**BRIEF**: Rewrite the records with "circle" substituted for every "disc" and nothing else changed. Leave the pictures out.

**DATA FOR PROCESSING**:
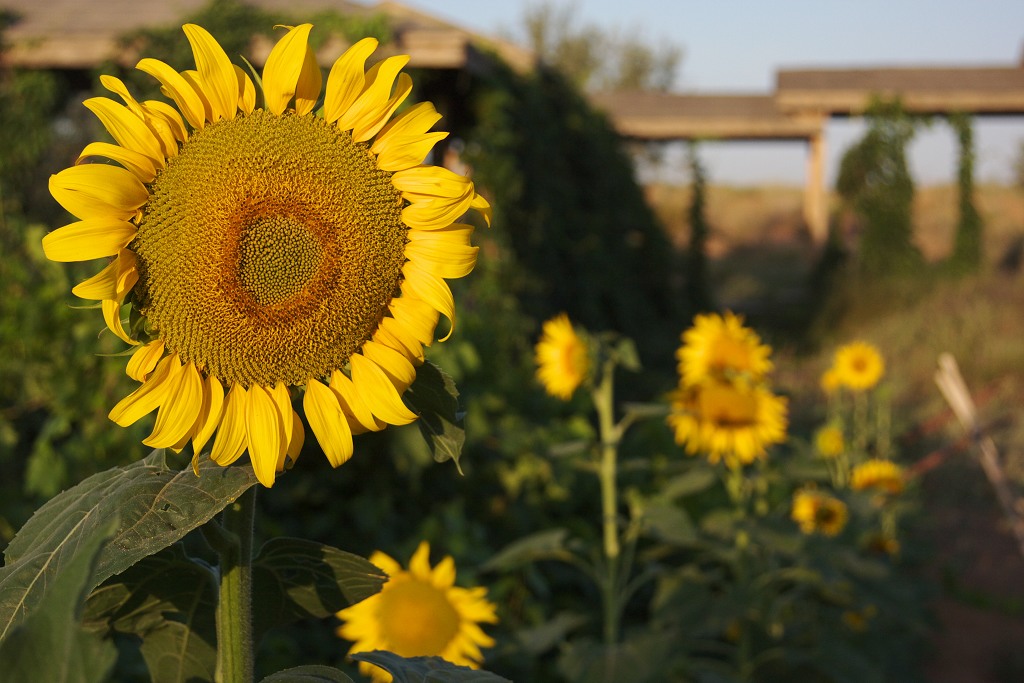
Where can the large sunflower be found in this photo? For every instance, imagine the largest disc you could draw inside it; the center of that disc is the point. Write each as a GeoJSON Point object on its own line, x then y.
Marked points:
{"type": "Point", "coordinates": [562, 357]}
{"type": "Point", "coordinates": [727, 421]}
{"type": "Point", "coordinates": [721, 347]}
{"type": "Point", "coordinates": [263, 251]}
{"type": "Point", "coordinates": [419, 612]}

**EXERCISE OUTPUT**:
Where can the large sunflower be found in this photo? For every instance, imagine the largest circle you could draw inside it; the center of that circle is the point. Write each as a GeoJSON Point object on its own line, x then y.
Marked points:
{"type": "Point", "coordinates": [562, 357]}
{"type": "Point", "coordinates": [727, 421]}
{"type": "Point", "coordinates": [721, 347]}
{"type": "Point", "coordinates": [263, 251]}
{"type": "Point", "coordinates": [419, 612]}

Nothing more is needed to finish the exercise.